Please recast the part of the rows that opens with the line containing "Could you identify the yellow" and closes at the end of the rows as a Markdown table with the columns No. and Text, giving each line its own number and leaving out blank lines.

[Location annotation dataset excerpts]
◇ ◇ ◇ ◇
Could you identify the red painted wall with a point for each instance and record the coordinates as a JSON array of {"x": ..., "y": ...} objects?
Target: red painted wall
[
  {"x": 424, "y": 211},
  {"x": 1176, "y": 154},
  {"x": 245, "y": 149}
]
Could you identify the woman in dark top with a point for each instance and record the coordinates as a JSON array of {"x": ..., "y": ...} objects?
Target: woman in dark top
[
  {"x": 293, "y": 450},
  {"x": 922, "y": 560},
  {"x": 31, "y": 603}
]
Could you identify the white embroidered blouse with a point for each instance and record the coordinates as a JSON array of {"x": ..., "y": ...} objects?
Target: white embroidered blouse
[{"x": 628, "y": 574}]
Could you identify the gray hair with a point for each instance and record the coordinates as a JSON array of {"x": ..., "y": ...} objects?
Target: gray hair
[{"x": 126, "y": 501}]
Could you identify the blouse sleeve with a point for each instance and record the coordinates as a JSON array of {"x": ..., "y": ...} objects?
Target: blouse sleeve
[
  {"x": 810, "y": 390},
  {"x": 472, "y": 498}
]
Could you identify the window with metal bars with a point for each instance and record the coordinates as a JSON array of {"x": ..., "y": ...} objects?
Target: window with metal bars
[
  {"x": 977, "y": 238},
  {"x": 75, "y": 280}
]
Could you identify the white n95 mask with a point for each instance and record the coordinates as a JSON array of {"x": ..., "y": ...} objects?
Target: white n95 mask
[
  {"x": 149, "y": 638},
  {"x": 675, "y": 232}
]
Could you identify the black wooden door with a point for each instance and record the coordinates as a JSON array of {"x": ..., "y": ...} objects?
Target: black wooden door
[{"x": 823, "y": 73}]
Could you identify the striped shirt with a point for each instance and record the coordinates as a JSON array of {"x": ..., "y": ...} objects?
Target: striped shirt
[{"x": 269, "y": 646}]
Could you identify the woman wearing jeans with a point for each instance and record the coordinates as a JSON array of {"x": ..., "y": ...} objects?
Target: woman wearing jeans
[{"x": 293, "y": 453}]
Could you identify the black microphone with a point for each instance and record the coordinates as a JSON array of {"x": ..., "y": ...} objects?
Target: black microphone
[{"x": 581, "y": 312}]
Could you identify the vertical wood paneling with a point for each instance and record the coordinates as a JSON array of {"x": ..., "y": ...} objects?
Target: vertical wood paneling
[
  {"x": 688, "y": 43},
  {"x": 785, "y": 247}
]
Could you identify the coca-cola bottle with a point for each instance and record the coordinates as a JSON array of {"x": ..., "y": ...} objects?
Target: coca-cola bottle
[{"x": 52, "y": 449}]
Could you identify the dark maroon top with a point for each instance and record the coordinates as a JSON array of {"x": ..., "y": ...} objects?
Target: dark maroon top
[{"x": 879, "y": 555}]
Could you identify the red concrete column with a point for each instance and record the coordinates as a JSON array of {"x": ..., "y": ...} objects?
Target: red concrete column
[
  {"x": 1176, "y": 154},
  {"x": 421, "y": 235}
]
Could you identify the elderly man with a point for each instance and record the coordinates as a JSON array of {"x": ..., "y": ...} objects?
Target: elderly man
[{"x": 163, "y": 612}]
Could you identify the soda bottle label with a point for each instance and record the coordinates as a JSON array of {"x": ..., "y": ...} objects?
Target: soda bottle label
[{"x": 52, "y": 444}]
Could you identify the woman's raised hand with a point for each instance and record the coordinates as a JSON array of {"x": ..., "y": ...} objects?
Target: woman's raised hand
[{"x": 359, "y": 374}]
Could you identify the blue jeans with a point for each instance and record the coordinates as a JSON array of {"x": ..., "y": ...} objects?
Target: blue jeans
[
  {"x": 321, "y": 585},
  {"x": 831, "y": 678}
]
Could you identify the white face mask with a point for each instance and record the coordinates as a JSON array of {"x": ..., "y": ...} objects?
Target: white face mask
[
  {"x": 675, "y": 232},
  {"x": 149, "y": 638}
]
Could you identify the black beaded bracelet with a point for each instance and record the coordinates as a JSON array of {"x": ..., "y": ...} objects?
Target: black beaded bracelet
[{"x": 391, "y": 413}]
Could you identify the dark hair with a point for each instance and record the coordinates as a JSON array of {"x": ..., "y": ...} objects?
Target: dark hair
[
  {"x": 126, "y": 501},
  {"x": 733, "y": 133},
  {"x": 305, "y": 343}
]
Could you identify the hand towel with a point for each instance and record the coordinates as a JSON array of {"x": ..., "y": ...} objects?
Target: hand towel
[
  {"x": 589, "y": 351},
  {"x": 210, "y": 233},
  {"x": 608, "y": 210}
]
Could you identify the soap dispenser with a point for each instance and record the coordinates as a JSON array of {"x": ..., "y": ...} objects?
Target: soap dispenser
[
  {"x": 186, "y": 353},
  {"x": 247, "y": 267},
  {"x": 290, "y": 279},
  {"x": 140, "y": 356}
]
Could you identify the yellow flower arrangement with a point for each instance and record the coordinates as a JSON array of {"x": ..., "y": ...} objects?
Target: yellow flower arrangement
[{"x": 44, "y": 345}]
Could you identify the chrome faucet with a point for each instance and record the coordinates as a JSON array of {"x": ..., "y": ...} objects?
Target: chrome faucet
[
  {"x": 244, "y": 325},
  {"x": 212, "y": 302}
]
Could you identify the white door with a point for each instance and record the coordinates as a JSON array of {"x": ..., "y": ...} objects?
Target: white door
◇ ◇ ◇ ◇
Task output:
| No. | Text |
|---|---|
| 1 | Could you identify the yellow flower arrangement with a point for each instance and record the coordinates as a JSON array of {"x": ..., "y": ...} objects? |
| 2 | Target: yellow flower arrangement |
| 3 | [{"x": 44, "y": 345}] |
| 4 | Could you identify the chrome faucet with a point for each instance and record the coordinates as a JSON array of {"x": ..., "y": ...} objects? |
| 5 | Target: chrome faucet |
| 6 | [ |
| 7 |   {"x": 244, "y": 325}, |
| 8 |   {"x": 212, "y": 302} |
| 9 | ] |
| 10 | Could you identify the white door with a point for each instance and record the coordinates as a JSON array of {"x": ..., "y": ...} objects? |
| 11 | Target: white door |